### Provided material

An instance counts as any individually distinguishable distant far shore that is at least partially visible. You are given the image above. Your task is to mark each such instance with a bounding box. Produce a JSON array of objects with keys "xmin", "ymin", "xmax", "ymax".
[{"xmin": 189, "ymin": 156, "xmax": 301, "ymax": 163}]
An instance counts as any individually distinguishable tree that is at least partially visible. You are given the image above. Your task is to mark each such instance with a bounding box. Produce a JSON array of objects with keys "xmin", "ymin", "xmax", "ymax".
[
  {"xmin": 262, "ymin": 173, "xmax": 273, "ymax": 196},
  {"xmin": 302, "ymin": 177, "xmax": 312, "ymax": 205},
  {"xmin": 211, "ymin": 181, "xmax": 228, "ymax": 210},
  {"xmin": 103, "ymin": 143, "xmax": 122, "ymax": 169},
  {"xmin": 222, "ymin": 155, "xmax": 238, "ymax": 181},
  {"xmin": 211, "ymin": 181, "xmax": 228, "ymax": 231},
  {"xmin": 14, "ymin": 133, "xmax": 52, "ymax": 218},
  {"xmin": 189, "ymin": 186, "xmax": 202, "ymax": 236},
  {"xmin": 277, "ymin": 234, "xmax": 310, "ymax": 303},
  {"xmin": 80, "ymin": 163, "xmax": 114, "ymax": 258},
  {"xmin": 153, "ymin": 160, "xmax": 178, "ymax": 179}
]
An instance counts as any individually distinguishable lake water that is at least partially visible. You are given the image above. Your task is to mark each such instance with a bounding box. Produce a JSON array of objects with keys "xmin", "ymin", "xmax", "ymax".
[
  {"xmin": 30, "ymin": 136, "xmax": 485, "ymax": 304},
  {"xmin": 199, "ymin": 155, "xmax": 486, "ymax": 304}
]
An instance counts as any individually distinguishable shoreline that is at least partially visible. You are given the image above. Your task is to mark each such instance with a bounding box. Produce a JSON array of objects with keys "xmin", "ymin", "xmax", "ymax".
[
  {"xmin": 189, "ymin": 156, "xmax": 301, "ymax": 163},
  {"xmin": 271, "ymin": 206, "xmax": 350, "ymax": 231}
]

### What is needed
Your answer must be the line holding "An instance counts as any individually distinguishable lake" and every later line of the entries above, written out exactly, and nothing else.

### Response to the task
An instance counts as any individually distinguishable lake water that is at least partially visible. You are given the image above. Your task is to mark each such instance with a bounding box. Produce a JSON array of objects with keys "xmin", "ymin", "xmax", "ymax".
[
  {"xmin": 30, "ymin": 136, "xmax": 485, "ymax": 304},
  {"xmin": 199, "ymin": 155, "xmax": 486, "ymax": 304}
]
An instance counts as any individually distinguishable shoreline that is at least partially visible. You are given the image above. Your task is to mark each such instance with a bounding box. Produce a JSON array of objects with keys "xmin", "ymin", "xmax", "ymax".
[
  {"xmin": 189, "ymin": 156, "xmax": 301, "ymax": 163},
  {"xmin": 271, "ymin": 206, "xmax": 350, "ymax": 231}
]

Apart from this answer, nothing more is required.